*DATA FOR THIS EXERCISE:*

--- Start ---

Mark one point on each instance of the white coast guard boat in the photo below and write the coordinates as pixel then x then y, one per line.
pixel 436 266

--- End ---
--- Start ---

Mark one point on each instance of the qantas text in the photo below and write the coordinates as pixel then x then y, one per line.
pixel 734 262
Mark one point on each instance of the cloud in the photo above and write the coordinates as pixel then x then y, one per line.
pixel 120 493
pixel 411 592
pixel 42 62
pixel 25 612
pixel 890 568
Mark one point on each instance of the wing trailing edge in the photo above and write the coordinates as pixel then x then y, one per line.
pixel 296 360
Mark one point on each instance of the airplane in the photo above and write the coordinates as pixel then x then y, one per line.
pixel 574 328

--- End ---

Please pull out every line in the items above that contains the word "coordinates" and copy each one in full.

Mark one point on each instance of the white coast guard boat in the photo below and write the coordinates as pixel then x then y, one per line.
Mark one point on each instance of the qantas text in the photo below and write the coordinates as pixel then x then y, one per line.
Mark one point on each instance of the cloud in the photo above and write the coordinates as pixel then x then y, one per line.
Mark one point on each instance of the wing trailing edge in the photo above and write the coordinates as pixel then x then y, one per line.
Mark one point on each instance of the airplane in the photo above and write the coordinates as pixel then x then y, one per line.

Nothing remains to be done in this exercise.